Collected data:
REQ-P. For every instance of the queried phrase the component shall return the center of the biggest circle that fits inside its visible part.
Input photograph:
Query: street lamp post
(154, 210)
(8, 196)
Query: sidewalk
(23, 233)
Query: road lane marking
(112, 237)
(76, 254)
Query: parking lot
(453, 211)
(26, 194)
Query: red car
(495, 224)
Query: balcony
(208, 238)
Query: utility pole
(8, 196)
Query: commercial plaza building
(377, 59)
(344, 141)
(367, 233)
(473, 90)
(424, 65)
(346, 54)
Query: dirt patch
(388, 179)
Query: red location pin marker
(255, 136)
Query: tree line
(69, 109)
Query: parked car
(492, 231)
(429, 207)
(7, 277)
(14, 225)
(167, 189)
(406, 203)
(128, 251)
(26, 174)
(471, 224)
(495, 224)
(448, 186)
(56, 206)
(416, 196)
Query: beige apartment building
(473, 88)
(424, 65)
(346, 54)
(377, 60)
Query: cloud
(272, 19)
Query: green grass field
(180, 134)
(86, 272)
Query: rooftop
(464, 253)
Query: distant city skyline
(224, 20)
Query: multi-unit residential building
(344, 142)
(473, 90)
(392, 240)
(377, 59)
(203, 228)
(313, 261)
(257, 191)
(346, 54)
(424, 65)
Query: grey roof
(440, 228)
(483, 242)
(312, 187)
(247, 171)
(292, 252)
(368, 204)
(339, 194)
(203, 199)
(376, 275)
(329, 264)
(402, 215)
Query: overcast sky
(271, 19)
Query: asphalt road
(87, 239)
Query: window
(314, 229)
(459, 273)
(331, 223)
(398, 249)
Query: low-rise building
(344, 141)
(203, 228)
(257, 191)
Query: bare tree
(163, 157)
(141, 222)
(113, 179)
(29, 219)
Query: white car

What the task asks: The answer is to be the lines from the one holding "Query: red car" through the end of the data above, transcribed character for character, both ends included.

Answer to this problem:
Query: red car
(495, 224)
Query: balcony
(208, 238)
Query: utility pole
(8, 196)
Query: commercial plaza building
(377, 59)
(344, 141)
(367, 233)
(473, 90)
(424, 65)
(346, 54)
Query: dirt patch
(388, 179)
Query: red location pin marker
(255, 136)
Query: tree line
(69, 109)
Query: parked car
(492, 231)
(429, 207)
(7, 277)
(14, 225)
(167, 189)
(406, 203)
(128, 251)
(26, 174)
(471, 224)
(495, 224)
(448, 186)
(56, 206)
(416, 196)
Query: beige apartment building
(473, 88)
(424, 65)
(346, 54)
(377, 60)
Query: cloud
(272, 19)
Query: green grass field
(180, 134)
(86, 272)
Query: rooftop
(464, 253)
Query: distant city skyline
(224, 20)
Query: multi-unit residential building
(344, 142)
(473, 90)
(392, 240)
(377, 59)
(203, 228)
(313, 261)
(257, 191)
(346, 54)
(424, 65)
Query: grey roof
(440, 228)
(483, 242)
(312, 187)
(247, 171)
(292, 252)
(368, 204)
(339, 194)
(203, 199)
(376, 275)
(329, 264)
(402, 215)
Query: overcast sky
(271, 19)
Query: asphalt road
(87, 239)
Query: window
(314, 229)
(459, 273)
(331, 223)
(398, 249)
Query: low-rise building
(344, 141)
(203, 228)
(257, 191)
Query: bare tree
(163, 157)
(141, 222)
(113, 179)
(29, 219)
Query: white car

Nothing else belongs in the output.